> [PROBLEM TO SOLVE]:
Search the data for the string "green" and gather each line it is in.

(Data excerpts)
● ● ● ●
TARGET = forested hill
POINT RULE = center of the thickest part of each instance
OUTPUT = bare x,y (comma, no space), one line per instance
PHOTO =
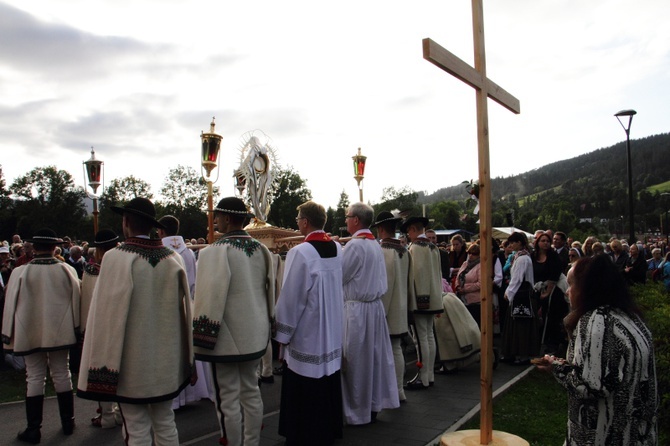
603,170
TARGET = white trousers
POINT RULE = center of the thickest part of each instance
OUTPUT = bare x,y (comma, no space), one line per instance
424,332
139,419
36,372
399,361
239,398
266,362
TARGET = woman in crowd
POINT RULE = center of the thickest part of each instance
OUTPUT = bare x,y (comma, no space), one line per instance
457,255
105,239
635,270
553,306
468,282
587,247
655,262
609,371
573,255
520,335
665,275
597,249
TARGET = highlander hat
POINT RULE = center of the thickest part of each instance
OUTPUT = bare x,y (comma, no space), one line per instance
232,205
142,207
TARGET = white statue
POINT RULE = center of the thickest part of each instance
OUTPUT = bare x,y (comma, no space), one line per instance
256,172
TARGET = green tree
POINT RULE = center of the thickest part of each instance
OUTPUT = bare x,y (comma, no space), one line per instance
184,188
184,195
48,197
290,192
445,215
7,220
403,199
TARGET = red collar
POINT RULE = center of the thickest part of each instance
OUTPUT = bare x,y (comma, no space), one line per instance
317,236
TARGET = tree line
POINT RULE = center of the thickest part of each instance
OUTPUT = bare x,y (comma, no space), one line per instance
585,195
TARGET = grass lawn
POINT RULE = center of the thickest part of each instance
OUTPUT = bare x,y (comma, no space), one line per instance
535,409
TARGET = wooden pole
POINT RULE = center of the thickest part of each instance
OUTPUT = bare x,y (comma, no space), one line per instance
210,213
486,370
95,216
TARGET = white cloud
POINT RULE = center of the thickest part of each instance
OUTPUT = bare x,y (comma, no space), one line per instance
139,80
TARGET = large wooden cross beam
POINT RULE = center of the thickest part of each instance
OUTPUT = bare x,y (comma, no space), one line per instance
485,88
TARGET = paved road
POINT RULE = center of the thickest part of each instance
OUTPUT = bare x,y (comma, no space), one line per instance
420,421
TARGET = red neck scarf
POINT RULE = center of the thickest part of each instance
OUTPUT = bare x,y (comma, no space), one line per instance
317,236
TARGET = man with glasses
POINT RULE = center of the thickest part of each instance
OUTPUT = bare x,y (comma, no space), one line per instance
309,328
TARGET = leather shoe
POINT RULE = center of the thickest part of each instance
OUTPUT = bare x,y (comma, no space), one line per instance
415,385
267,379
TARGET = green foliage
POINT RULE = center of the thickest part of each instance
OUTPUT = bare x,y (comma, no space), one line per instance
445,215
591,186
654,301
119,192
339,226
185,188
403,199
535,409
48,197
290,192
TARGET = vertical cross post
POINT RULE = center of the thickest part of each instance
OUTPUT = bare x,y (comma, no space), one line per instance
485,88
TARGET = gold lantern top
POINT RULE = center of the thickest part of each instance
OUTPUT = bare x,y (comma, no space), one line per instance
● ● ● ●
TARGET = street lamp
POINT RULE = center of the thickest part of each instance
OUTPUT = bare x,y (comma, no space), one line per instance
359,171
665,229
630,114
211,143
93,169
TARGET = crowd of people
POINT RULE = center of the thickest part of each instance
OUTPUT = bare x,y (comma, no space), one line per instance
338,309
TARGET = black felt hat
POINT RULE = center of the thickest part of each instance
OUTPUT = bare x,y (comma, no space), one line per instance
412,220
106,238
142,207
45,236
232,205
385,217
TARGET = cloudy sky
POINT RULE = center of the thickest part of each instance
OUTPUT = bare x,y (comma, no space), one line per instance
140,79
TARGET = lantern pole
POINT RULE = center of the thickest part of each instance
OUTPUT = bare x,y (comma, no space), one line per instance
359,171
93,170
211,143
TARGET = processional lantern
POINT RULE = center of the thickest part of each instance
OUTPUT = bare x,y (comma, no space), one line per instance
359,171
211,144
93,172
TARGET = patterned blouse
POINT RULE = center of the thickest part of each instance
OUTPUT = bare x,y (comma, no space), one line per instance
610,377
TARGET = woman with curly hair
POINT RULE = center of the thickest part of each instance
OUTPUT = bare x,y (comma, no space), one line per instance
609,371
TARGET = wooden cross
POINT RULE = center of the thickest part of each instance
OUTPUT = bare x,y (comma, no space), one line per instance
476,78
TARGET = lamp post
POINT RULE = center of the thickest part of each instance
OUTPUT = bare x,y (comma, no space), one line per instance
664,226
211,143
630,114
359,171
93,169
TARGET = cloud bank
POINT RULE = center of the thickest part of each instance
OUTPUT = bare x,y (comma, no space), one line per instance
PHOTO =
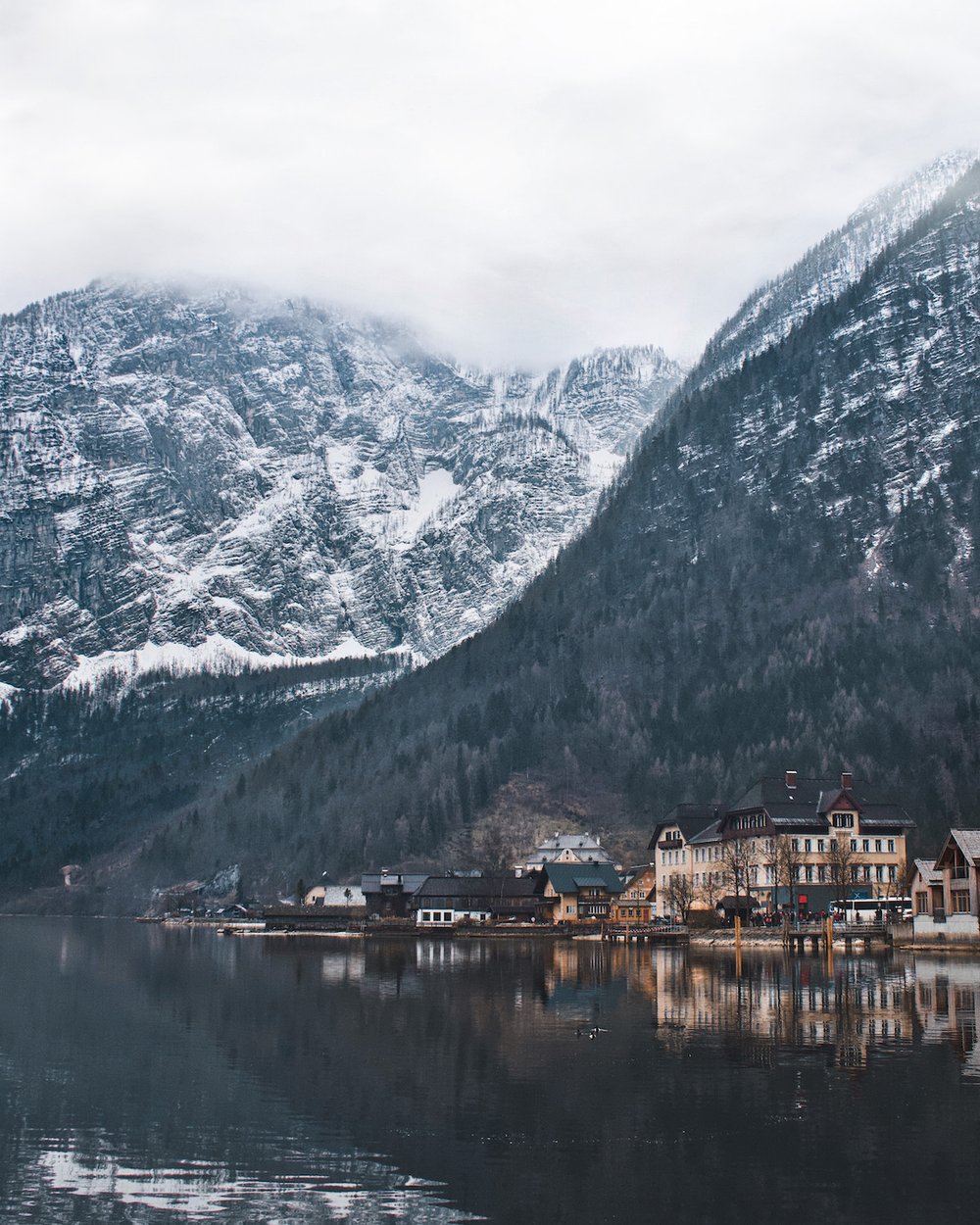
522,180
● ● ● ●
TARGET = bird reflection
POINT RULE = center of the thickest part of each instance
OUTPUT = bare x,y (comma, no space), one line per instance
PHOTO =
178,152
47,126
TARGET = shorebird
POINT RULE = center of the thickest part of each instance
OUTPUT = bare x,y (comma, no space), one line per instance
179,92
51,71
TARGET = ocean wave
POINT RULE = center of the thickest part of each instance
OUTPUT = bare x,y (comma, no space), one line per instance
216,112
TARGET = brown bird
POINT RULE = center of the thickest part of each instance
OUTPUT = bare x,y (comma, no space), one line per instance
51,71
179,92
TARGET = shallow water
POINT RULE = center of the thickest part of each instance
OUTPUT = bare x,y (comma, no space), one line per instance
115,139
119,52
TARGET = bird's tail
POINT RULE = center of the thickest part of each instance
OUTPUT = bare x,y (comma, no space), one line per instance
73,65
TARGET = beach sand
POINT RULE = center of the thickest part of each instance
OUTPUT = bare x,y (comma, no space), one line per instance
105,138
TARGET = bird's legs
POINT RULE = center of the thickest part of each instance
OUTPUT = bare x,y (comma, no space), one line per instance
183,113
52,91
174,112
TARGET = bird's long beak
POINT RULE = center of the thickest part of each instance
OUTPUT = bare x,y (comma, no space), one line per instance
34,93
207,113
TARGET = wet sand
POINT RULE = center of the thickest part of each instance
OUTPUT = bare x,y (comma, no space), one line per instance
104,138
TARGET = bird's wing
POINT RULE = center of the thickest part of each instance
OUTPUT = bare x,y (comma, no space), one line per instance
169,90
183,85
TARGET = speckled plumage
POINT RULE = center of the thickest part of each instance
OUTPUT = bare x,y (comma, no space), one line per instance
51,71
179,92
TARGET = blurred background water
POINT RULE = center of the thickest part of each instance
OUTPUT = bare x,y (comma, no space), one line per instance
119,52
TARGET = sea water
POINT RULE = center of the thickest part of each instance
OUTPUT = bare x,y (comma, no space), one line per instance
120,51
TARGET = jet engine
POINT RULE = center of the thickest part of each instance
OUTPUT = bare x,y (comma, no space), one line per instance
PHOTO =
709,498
● ● ● ●
> [YOUR RESPONSE]:
TARGET = green tree
TARGET = green foliage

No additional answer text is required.